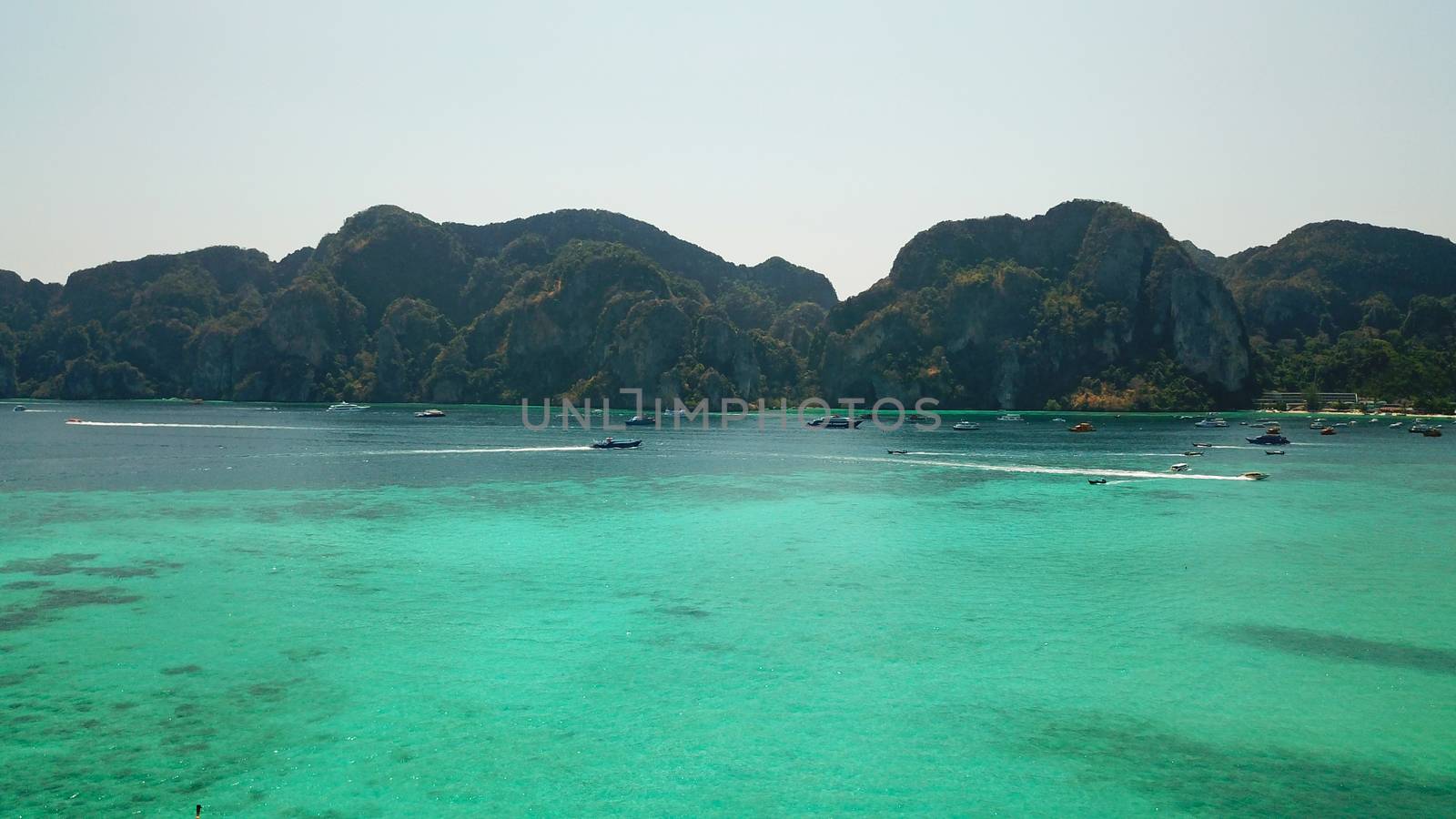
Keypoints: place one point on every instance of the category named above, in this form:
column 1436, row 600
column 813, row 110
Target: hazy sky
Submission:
column 826, row 133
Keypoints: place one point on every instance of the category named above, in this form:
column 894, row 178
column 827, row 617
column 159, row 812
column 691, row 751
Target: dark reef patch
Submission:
column 72, row 562
column 55, row 601
column 181, row 669
column 684, row 611
column 1329, row 644
column 62, row 562
column 1191, row 775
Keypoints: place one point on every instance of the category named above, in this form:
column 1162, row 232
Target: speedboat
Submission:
column 615, row 443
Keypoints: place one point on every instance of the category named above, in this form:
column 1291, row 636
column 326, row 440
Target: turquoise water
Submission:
column 309, row 614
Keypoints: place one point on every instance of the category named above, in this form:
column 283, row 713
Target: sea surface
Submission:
column 295, row 612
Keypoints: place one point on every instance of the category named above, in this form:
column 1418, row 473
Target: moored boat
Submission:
column 615, row 443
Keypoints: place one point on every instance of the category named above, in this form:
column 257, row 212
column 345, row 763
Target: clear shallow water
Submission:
column 313, row 614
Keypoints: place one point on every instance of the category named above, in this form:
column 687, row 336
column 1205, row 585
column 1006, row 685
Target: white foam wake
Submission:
column 470, row 450
column 1033, row 470
column 189, row 426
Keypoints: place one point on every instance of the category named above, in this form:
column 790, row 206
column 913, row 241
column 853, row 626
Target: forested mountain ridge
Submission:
column 1350, row 307
column 398, row 308
column 1085, row 307
column 1088, row 305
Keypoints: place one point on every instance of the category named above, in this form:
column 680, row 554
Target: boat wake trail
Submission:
column 189, row 426
column 470, row 450
column 1033, row 470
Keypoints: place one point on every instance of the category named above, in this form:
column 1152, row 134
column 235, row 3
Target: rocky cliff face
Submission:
column 398, row 308
column 1325, row 278
column 1085, row 299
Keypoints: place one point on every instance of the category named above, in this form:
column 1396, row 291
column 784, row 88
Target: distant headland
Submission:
column 1088, row 307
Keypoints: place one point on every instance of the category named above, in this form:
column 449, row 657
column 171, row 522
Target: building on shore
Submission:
column 1327, row 399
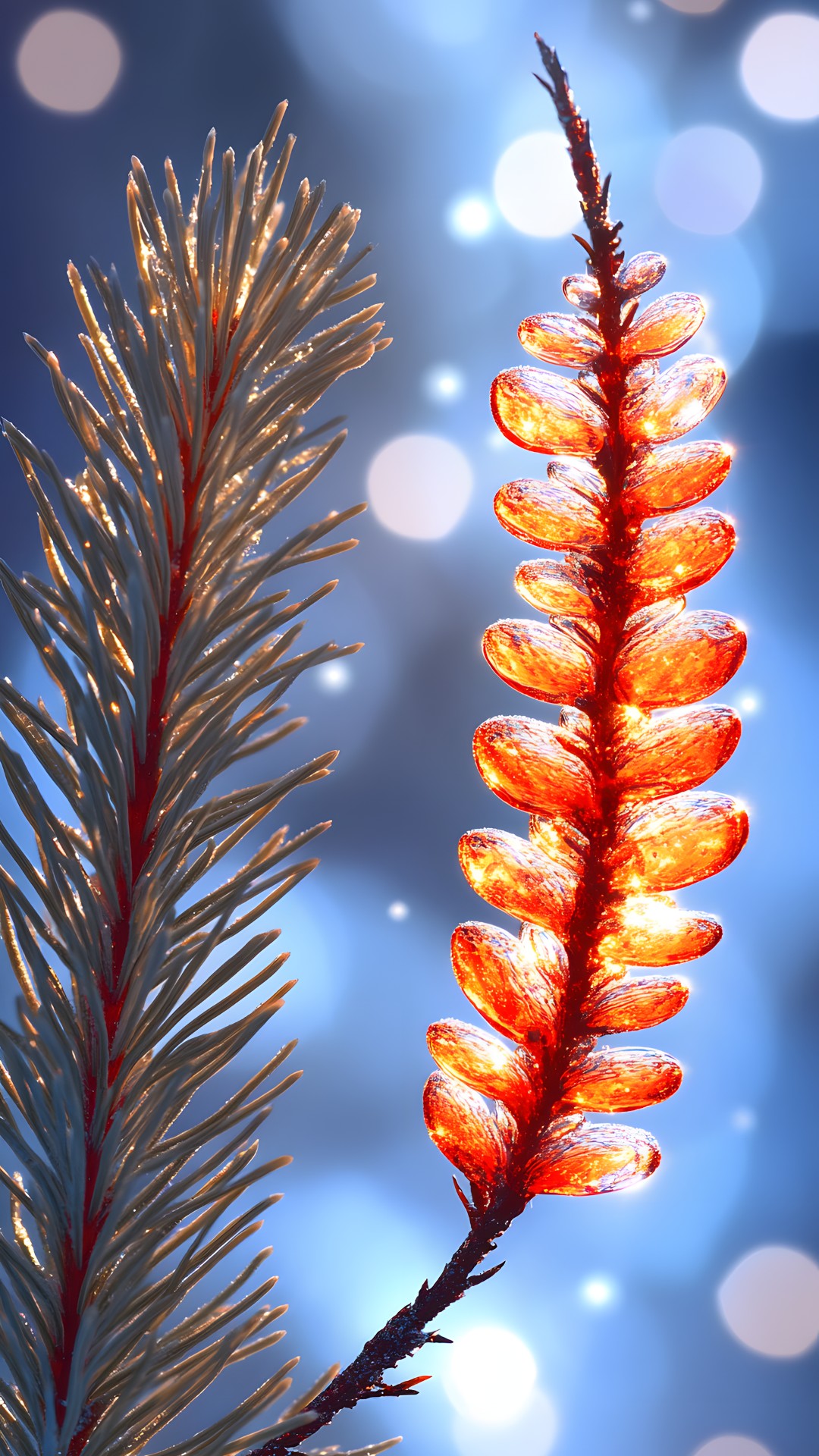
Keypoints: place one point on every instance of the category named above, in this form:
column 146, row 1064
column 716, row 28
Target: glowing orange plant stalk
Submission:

**Written problem:** Turn every line of the material above into a numbered list, skipping any blank lines. Leave the pictures out of your answer.

**Answer for this exercise:**
1. Keypoints: place one point on every instance of the category named above, in this form:
2. column 1436, row 600
3. column 813, row 110
4. Target: hazy sky
5. Submission:
6. column 826, row 133
7. Keypoints: place one point on every instance of the category named above, in this form:
8. column 894, row 178
9. column 827, row 617
10. column 159, row 812
11. column 691, row 751
12. Target: dark reef patch
13. Submission:
14. column 72, row 562
15. column 55, row 601
16. column 181, row 669
17. column 684, row 611
18. column 1329, row 644
19. column 62, row 562
20. column 1191, row 775
21. Keypoints: place one point on every instance of the category named above, in this form:
22. column 1162, row 232
23. Target: speedboat
24. Submission:
25. column 615, row 443
26. Keypoints: place one point on every instance of the category named above, in this form:
27. column 1291, row 636
28. column 326, row 440
29. Target: turquoise water
30. Submission:
31. column 309, row 614
32. Keypoints: place one point on every instance of the category named above, in this form:
33. column 283, row 713
34. Target: sea surface
35. Submission:
36. column 295, row 612
37. Keypoints: place one point on every instance of the category named above, in this form:
38. column 1418, row 473
39. Target: moored boat
40. Submission:
41. column 615, row 443
42. Keypoints: place one point on every instance of the category named above, in this form:
43. column 257, row 212
44. column 345, row 763
45. Target: clear shallow water
46. Submission:
47. column 313, row 614
48. Keypoints: place one point on every instance of the category named above, in this form:
49. column 687, row 336
50. column 1205, row 585
51. column 1006, row 685
52. Target: white foam wake
53. Submission:
54. column 470, row 450
55. column 1033, row 470
56. column 189, row 426
57. Keypoints: place one point on every instance of the category named above, in this form:
58. column 790, row 206
59. column 913, row 241
60. column 853, row 626
61. Target: forested mountain ridge
62. Submission:
63. column 1350, row 307
64. column 398, row 308
65. column 1085, row 307
66. column 1088, row 305
67. Keypoints: place one point on every instance of the category named above, in this form:
68. column 680, row 554
69. Target: boat wake trail
70. Submission:
71. column 189, row 426
72. column 470, row 450
73. column 1033, row 470
74. Keypoints: place one point on every instance of the category named above, in this form:
75. column 1152, row 134
76. column 235, row 3
77. Target: rocky cliff face
78. Submission:
79. column 398, row 308
80. column 1325, row 278
81. column 1085, row 299
82. Keypoints: place one point on every instance of the category named above, in this form:
83. column 1396, row 291
84. column 784, row 88
85. Target: distant headland
86. Submission:
87. column 1088, row 307
88. Keypoints: place one point on every instance of the category named above, in this form:
89. column 449, row 657
90. column 171, row 522
91. Target: building on shore
92. Submission:
93. column 1327, row 399
94. Keypoints: place one point on every instance of the category named above, in this form:
95. column 146, row 1064
96. column 716, row 28
97. Target: glowing orange plant stalk
98. Submission:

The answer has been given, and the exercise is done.